TEXTO DE ORIGEM.

┌────────

Autores: Verena Göswein [1, 3], José Dinis Silvestre [1], Fausto Freire [2] e Guillaume Habert [3], de [1] CERIS, Instituto Superior Técnico, Universidade de Lisboa, [2] DAI/LAETA, Departamento de Engenharia Mecânica, Universidade de Coimbra, e [3] IBI, ETH Zurich, Suíça.
O Acordo de Paris tem como objetivo combater as alterações climáticas, limitando o aumento da temperatura global neste século a menos de 1,5 °C acima dos níveis pré-industriais. O objetivo ambicioso é uma redução de 80 % das emissões de CO2 até 2050, em comparação com o ano de 1990. Ao ratificar o acordo em outubro de 2016, Portugal e muitos outros países comprometeram-se a cumprir os objetivos intermédios de reduzir as emissões nacionais de CO2 em pelo menos 40 % até 2030 [1]. Espera-se que este objetivo desafiante seja alcançado através de regulamentos baseados em incentivos e ações voluntárias.

└────────

Reproduza integralmente e sem alterações o texto sobre o Acordo de Paris e as metas de redução de emissões de CO2.

Registos de pontos rotulados

┌────────

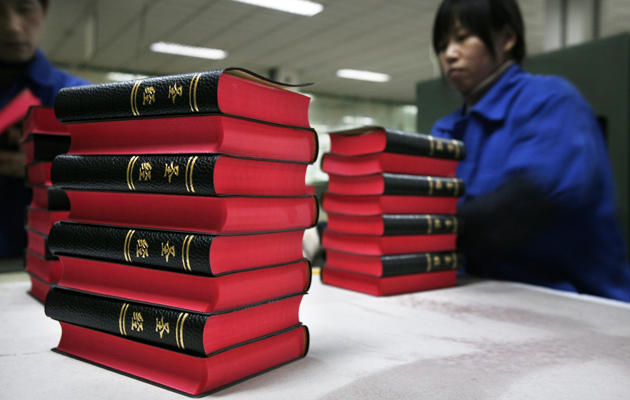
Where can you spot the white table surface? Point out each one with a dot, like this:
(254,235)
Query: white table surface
(480,340)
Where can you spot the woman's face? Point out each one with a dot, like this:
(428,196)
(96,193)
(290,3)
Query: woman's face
(466,60)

└────────

RESPOSTA CORRETA.
Autores: Verena Göswein [1, 3], José Dinis Silvestre [1], Fausto Freire [2] e Guillaume Habert [3], de [1] CERIS, Instituto Superior Técnico, Universidade de Lisboa, [2] DAI/LAETA, Departamento de Engenharia Mecânica, Universidade de Coimbra, e [3] IBI, ETH Zurich, Suíça.
O Acordo de Paris tem como objetivo combater as alterações climáticas, limitando o aumento da temperatura global neste século a menos de 1,5 °C acima dos níveis pré-industriais. O objetivo ambicioso é uma redução de 80 % das emissões de CO2 até 2050, em comparação com o ano de 1990. Ao ratificar o acordo em outubro de 2016, Portugal e muitos outros países comprometeram-se a cumprir os objetivos intermédios de reduzir as emissões nacionais de CO2 em pelo menos 40 % até 2030 [1]. Espera-se que este objetivo desafiante seja alcançado através de regulamentos baseados em incentivos e ações voluntárias.